Copy exactly, line for line, the part of the listing from the line containing "Target: handrail" through its last line, and nothing else.
Information given: Begin
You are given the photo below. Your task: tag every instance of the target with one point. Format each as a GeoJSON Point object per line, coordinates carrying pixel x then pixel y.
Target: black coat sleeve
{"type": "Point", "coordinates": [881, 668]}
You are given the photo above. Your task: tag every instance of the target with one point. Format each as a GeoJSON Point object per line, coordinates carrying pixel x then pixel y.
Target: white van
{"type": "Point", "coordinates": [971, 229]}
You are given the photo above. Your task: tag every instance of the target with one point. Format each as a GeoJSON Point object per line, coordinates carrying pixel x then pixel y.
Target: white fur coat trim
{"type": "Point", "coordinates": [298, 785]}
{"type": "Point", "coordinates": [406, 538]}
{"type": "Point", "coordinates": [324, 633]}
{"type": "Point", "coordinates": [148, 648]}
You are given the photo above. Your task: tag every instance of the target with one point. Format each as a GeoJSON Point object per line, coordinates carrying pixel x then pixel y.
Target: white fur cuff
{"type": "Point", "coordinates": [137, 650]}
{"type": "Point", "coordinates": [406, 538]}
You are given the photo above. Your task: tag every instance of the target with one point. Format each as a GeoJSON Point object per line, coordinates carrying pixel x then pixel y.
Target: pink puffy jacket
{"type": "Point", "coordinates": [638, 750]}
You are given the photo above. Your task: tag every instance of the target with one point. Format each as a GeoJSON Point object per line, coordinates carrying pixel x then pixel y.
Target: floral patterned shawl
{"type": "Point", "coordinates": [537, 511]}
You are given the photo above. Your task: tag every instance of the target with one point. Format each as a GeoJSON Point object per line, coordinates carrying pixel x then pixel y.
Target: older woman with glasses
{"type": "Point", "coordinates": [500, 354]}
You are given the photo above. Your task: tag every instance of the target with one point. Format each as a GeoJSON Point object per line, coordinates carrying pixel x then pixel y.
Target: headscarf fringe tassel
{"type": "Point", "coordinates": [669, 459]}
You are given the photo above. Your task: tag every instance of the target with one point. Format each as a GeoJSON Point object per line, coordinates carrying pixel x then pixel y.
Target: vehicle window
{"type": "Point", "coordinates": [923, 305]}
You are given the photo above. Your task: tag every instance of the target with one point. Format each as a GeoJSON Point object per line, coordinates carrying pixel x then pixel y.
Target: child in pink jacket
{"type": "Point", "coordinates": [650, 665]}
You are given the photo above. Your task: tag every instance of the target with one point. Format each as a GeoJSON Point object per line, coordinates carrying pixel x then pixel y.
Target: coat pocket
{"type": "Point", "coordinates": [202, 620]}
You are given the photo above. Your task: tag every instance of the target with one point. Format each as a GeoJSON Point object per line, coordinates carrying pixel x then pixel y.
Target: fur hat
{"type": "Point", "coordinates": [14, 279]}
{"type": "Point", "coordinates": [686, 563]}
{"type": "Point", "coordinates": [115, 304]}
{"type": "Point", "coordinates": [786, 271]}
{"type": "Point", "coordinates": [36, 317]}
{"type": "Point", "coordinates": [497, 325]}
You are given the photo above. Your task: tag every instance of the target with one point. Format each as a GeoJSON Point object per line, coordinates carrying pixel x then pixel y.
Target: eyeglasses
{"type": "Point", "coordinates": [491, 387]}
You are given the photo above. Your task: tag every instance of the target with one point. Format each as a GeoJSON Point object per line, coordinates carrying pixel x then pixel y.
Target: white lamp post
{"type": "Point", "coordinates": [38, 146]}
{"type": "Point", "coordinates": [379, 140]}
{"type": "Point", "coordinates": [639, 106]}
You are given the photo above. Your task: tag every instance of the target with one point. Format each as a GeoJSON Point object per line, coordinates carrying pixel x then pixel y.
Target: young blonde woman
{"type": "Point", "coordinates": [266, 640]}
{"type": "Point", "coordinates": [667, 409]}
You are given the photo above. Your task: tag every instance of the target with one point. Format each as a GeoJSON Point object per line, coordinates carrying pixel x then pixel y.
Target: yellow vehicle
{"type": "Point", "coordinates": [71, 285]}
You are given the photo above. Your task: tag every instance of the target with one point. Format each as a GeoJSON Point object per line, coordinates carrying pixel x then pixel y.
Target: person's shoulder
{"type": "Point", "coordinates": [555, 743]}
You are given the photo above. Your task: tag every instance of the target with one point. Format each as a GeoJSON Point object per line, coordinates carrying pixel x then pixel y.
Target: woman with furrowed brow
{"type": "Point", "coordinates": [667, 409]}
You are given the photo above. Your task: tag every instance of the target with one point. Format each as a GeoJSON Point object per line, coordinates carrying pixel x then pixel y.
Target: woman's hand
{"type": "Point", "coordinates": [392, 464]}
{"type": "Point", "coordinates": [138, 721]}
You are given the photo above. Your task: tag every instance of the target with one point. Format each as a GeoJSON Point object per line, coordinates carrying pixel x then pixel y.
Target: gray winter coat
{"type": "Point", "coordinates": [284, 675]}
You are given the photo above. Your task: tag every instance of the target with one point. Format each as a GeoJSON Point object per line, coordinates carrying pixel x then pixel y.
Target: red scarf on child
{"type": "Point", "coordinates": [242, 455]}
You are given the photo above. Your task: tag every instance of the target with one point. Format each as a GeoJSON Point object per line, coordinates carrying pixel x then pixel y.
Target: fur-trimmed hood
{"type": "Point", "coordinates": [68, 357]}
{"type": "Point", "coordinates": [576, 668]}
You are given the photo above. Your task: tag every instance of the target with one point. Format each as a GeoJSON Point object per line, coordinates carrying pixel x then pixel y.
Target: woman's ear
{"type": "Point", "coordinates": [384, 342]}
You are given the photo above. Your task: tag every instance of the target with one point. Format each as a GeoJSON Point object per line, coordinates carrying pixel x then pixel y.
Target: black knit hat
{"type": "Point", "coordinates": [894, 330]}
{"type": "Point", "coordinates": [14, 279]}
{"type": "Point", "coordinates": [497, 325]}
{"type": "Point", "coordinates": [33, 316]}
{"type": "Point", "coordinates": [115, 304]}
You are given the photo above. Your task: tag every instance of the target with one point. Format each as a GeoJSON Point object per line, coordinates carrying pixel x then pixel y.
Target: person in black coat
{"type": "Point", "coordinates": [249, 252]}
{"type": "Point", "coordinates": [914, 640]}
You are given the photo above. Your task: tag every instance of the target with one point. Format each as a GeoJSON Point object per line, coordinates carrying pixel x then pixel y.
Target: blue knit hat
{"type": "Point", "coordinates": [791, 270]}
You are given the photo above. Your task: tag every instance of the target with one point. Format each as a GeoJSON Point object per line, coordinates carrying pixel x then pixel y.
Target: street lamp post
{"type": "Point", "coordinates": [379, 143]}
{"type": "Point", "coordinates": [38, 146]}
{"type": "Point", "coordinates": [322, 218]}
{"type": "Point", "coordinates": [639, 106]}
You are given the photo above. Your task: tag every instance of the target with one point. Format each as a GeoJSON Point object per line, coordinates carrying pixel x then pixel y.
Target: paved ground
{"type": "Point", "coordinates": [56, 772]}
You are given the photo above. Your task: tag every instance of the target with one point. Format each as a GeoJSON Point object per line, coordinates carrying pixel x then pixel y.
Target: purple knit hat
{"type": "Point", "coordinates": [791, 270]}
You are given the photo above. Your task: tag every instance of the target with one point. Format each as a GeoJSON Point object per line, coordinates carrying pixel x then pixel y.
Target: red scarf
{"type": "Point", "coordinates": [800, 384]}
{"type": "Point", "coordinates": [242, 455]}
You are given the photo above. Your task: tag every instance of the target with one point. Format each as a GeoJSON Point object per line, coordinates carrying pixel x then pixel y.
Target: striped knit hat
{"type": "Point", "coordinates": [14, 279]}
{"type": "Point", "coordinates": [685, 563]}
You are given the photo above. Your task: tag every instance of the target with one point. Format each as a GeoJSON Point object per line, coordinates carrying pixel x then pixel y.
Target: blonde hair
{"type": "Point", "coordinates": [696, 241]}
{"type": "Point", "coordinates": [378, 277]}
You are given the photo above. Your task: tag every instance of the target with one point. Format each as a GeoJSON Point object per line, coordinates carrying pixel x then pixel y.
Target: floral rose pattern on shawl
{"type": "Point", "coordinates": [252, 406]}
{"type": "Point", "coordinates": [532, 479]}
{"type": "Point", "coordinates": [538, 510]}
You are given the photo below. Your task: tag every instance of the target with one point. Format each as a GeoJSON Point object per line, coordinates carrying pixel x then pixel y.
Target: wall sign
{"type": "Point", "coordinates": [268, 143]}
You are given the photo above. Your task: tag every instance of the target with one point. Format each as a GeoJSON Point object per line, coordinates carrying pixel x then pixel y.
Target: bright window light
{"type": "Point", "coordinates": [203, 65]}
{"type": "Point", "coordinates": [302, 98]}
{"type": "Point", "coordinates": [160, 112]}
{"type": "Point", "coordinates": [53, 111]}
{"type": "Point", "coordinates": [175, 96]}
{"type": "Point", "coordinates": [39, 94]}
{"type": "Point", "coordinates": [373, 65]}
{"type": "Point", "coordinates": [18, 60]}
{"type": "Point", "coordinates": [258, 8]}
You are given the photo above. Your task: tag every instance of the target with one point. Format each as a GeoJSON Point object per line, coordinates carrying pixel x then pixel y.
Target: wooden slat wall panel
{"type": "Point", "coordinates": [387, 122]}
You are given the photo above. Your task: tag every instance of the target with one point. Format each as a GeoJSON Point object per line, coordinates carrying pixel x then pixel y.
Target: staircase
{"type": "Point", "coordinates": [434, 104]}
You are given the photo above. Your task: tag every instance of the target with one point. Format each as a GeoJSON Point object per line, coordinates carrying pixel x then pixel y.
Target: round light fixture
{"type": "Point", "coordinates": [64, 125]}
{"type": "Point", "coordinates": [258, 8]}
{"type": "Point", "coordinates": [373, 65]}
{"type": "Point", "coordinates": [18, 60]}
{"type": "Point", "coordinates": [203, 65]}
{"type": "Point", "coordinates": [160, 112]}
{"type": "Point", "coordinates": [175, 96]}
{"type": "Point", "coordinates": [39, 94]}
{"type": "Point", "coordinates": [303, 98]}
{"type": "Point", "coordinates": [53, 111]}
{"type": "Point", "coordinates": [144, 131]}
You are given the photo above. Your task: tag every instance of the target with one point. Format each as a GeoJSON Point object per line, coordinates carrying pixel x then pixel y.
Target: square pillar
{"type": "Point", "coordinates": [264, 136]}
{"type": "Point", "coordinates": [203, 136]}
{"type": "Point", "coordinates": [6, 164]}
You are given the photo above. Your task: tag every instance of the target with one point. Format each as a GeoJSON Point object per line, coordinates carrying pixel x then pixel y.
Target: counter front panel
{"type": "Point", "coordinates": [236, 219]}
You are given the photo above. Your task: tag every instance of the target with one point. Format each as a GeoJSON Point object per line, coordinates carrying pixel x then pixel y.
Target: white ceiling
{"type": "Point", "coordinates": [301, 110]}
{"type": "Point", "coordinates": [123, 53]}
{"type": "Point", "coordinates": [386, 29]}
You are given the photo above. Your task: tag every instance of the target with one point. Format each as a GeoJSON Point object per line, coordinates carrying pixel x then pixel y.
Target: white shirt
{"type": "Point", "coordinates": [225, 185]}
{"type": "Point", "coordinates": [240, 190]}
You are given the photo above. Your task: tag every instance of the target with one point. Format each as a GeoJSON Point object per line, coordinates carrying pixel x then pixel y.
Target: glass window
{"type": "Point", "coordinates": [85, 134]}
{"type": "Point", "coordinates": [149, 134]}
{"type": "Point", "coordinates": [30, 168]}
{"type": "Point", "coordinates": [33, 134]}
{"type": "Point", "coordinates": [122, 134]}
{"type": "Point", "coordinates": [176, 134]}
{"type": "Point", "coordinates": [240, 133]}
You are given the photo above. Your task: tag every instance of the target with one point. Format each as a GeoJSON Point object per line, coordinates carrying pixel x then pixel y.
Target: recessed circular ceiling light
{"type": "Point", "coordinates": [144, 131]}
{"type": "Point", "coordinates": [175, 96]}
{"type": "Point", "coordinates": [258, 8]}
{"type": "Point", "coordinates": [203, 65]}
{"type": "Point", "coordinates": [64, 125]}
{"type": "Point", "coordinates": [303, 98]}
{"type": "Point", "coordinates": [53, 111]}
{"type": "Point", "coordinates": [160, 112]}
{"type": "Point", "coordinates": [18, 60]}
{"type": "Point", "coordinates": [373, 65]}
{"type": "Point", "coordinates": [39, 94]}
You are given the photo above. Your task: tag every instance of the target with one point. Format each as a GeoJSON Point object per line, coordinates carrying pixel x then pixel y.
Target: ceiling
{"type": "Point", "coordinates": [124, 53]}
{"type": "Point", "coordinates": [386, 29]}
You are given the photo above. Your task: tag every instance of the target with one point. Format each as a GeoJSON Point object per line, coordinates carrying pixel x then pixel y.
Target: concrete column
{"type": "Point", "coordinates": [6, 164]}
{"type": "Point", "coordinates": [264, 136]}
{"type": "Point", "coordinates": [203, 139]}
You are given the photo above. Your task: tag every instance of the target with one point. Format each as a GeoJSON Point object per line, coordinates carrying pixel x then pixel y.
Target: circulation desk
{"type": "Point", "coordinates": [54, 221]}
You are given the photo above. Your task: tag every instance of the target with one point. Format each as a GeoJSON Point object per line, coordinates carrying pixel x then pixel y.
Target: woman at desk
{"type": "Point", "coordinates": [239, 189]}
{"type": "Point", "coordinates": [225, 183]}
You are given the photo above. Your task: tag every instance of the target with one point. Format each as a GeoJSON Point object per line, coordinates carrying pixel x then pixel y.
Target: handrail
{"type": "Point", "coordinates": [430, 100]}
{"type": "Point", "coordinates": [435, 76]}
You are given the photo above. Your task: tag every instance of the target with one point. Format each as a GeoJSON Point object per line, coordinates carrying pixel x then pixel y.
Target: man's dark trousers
Information given: End
— Task response —
Target: handrail
{"type": "Point", "coordinates": [430, 100]}
{"type": "Point", "coordinates": [435, 76]}
You are given the photo above. Your task: tag every instance of the target with one point. Format each as a GeoJSON Point object per line, coordinates carrying pixel x then pixel y.
Target: man's dark trousers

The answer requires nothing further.